* Data for this exercise *

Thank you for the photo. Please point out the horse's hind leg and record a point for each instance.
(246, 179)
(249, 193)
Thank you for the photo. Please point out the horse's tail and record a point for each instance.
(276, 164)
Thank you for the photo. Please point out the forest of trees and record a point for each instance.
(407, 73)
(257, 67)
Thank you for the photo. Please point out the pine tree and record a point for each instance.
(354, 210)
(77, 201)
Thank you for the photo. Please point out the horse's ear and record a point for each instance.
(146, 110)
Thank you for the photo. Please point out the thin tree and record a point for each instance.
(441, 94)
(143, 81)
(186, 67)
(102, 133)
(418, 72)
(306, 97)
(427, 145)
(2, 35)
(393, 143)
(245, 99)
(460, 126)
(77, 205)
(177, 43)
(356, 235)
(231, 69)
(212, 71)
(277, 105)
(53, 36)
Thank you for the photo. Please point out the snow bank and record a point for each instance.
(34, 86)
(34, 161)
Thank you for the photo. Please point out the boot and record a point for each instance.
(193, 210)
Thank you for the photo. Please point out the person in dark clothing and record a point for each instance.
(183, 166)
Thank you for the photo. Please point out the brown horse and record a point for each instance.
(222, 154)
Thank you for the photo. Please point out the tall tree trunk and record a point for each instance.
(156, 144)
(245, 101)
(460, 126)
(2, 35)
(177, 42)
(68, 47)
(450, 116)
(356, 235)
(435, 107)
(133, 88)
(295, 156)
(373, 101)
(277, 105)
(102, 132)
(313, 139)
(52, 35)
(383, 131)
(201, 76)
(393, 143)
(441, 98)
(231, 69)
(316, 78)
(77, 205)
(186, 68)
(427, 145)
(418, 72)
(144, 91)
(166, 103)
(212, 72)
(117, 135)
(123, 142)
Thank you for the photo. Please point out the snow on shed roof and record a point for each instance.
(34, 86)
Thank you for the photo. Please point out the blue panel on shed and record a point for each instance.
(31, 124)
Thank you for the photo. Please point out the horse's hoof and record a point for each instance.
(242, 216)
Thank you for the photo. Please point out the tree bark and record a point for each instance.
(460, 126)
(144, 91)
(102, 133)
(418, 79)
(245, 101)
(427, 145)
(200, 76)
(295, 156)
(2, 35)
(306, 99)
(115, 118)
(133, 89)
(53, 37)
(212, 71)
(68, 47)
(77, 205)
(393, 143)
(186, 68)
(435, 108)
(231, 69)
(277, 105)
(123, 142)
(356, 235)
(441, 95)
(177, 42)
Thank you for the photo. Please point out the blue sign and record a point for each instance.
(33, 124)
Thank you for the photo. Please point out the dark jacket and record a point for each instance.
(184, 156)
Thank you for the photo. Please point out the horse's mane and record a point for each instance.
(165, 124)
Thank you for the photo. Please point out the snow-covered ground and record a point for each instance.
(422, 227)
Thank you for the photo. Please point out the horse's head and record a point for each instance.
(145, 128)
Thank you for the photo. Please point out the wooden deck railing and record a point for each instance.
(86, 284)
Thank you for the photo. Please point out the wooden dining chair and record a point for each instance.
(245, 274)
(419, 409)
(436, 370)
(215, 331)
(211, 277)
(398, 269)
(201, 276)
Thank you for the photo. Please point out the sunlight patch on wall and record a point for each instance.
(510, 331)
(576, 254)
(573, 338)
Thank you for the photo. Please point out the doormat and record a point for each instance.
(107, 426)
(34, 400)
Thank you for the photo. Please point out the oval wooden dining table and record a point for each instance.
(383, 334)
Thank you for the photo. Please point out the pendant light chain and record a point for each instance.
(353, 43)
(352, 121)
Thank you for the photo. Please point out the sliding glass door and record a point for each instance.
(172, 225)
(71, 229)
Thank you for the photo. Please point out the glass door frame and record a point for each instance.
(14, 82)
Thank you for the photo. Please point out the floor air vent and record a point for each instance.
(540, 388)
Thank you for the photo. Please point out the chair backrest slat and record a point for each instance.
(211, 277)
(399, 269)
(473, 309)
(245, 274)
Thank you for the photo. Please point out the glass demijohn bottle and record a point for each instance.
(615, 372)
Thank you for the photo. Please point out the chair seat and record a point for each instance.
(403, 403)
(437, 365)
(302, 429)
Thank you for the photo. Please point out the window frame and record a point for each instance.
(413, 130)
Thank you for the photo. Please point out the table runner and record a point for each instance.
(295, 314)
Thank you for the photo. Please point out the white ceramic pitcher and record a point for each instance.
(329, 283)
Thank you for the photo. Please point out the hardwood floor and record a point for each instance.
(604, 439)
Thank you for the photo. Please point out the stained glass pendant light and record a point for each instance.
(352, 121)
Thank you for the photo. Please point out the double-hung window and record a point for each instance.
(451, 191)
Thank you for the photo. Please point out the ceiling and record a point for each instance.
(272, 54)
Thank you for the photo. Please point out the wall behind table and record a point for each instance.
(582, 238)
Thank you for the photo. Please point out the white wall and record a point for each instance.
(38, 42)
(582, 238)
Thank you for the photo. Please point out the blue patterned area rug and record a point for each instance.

* Stated task *
Copy out the lines of the records above word for word, everything from the line containing "Thank you for the photo. Please point out the hardwood" down to the end of the records, with both ends included.

* Problem solution *
Thank you for the photo. Please point out the hardwood floor and record a point for each instance.
(604, 439)
Thank you for the photo. Please point out the stained glass pendant light and record a point for each instance.
(352, 121)
Thank you for the photo. Please point out the double-hung window and record a point for each instance.
(451, 191)
Thank you for the photo. Please point out the ceiling and record a point for each instance.
(272, 54)
Thank you for the photo. Please point out the wall behind table and record a point for each instance.
(582, 238)
Thank you for the photo. Please point out the white wall and record a point for each instance.
(38, 42)
(582, 238)
Thank you for the photo. Please point out the blue patterned area rug and record a point for each instance.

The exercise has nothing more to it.